I like that, scissors are always a forgotten tool, but once you start using them you use them for everything!


----------



## mike8913 (Mar 22, 2008)

Someday said:


> Is it just me or have Chens' quality deteriorated in the last few years? They seem flimsier and more prone to wear and tear than some of my old pairs. Dunno if its me or the product is being manufactured cheaper.


Agreed... Trying to find a brand to replace them. Any tips?


----------



## gilest (Apr 1, 2011)

The most important tool is the million dollar tool, the "rubber spatula", waste is money.


----------



## pollopicu (Jan 24, 2013)

I recently discovered this whisk, and it's become one of the most useful tools in my kitchen.


----------



## hpross (Feb 5, 2013)

1. Konosuke HD Chef knife - stones to sharpen. 

2. Sharpie/Pencil

3. Bowl Scraper

4. Off Set / Plating Tongs

5. Spoon


----------



## robbie rensel (Feb 21, 2013)

gilest said:


> The most important tool is the million dollar tool, the "rubber spatula", waste is money.


Good point, this would always be my pet peeve for new cooks in the kitchen. They would not scrape out every last bit of a container. Good thought, would have never came to mind.


----------



## robbie rensel (Feb 21, 2013)

Pollopicu said:


> I recently discovered this whisk, and it's become one of the most useful tools in my kitchen.


What is your favorite thing to use it for?


----------



## pollopicu (Jan 24, 2013)

I use it for roux mostly, but it also comes in handy for small amounts of pan sauces.


----------



## nibbles (Feb 12, 2013)

shun premier knives

microplane zester, I swear I use this almost daily

kitchen shears


----------



## vagabond (Jan 26, 2014)

Spoons, Fish Spat, chef knife, utility knife, towels, tape, sharpie.


Don't walk onto a line without any of these.


----------



## beastmasterflex (Aug 14, 2013)

Boot. For placement in peoples asses.


----------



## phaedrus (Dec 23, 2004)

I suppose that my Japanese knives would probably be at the top of the list, but my 12" Edlund tongs would be hard to live without.  Try them and you'll never go back to the generic Chinese/Indian crap again.


----------



## paul hallinan (Jan 29, 2014)

Hi,

Thanks very much for the responses.

The survey is for my final graduate project in Industrial design.

Much appreciated.

Paul


----------

*****

# [Exercise set]
**a.** In the thread about kitchen tools, what does pollopicu mostly use the whisk for?
**b.** Write out the part of the kitchen tools thread starting at "## phaedrus (Dec" and ending at "Chinese/Indian crap again.", swapping "Japanese knives" for "German knives".

*****

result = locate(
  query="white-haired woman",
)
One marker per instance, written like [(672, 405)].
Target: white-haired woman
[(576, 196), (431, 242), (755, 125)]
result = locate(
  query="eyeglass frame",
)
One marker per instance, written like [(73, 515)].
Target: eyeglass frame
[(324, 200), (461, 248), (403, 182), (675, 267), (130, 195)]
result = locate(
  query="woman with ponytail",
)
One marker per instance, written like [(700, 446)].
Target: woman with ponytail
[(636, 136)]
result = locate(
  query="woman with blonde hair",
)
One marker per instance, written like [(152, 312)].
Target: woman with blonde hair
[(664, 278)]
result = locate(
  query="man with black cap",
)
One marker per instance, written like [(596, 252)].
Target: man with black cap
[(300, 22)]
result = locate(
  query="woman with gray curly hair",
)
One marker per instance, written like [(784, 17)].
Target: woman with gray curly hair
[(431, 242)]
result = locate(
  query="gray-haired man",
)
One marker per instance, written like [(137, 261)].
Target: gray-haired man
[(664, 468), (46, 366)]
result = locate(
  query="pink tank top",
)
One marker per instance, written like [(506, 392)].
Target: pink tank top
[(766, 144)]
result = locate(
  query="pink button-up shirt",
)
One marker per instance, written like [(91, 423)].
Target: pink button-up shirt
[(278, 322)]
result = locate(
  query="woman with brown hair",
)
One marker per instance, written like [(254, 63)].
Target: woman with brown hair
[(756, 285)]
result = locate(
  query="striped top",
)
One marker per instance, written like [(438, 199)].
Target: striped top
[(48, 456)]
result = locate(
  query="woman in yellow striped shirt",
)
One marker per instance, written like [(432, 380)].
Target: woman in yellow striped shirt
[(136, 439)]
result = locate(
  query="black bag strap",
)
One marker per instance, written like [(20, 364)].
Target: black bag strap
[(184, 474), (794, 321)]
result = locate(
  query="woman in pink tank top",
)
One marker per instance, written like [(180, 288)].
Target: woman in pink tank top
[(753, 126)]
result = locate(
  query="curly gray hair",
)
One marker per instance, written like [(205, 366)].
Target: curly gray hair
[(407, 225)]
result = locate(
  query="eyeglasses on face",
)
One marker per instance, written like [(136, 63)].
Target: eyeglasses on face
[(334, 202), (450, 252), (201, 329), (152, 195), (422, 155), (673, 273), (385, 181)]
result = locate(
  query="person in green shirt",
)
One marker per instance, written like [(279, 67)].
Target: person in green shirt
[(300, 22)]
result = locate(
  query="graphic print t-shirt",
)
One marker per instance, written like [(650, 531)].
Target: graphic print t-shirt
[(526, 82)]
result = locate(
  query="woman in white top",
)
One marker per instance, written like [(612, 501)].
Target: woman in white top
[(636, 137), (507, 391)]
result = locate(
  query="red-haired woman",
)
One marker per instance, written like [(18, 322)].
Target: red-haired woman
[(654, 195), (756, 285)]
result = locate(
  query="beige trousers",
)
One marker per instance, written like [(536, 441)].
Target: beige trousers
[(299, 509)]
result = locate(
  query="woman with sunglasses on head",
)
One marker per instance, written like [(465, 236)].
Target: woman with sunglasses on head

*****

# [Replies]
**a.** Mostly for roux.

**b.**
## phaedrus (Dec 23, 2004)

I suppose that my German knives would probably be at the top of the list, but my 12" Edlund tongs would be hard to live without.  Try them and you'll never go back to the generic Chinese/Indian crap again.